REQUEST: Output every item below line for line, unchanged, but omit the pictures.

ENTRIES SHOWN:
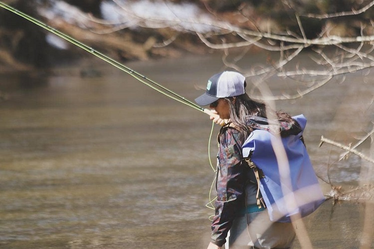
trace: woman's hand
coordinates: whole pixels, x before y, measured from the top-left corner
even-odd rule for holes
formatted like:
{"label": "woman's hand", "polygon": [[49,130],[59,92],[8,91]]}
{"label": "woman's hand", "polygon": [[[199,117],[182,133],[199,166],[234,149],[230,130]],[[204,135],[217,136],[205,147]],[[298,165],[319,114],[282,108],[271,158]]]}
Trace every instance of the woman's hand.
{"label": "woman's hand", "polygon": [[208,248],[207,249],[221,249],[220,247],[218,247],[216,245],[214,245],[211,242],[210,242],[209,244],[209,245],[208,246]]}
{"label": "woman's hand", "polygon": [[229,120],[222,120],[219,118],[219,116],[217,114],[217,112],[212,109],[204,109],[204,112],[209,116],[210,120],[212,120],[214,123],[221,125],[227,124]]}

EXERCISE RESPONSE:
trace: woman's hand
coordinates: whole pixels, x before y, measured from the top-left corner
even-odd rule for holes
formatted like:
{"label": "woman's hand", "polygon": [[49,130],[59,92],[8,91]]}
{"label": "woman's hand", "polygon": [[[199,117],[182,133],[199,166],[234,149],[230,130]],[[204,135],[217,136],[205,147]],[[298,165],[319,114],[282,108],[271,158]]]}
Trace every instance of the woman's hand.
{"label": "woman's hand", "polygon": [[208,248],[207,249],[221,249],[220,247],[218,247],[216,245],[214,245],[211,242],[210,242],[209,244],[209,245],[208,246]]}
{"label": "woman's hand", "polygon": [[229,120],[222,120],[219,118],[219,116],[217,114],[217,112],[212,109],[204,109],[204,112],[209,116],[210,120],[212,120],[214,123],[221,125],[227,124]]}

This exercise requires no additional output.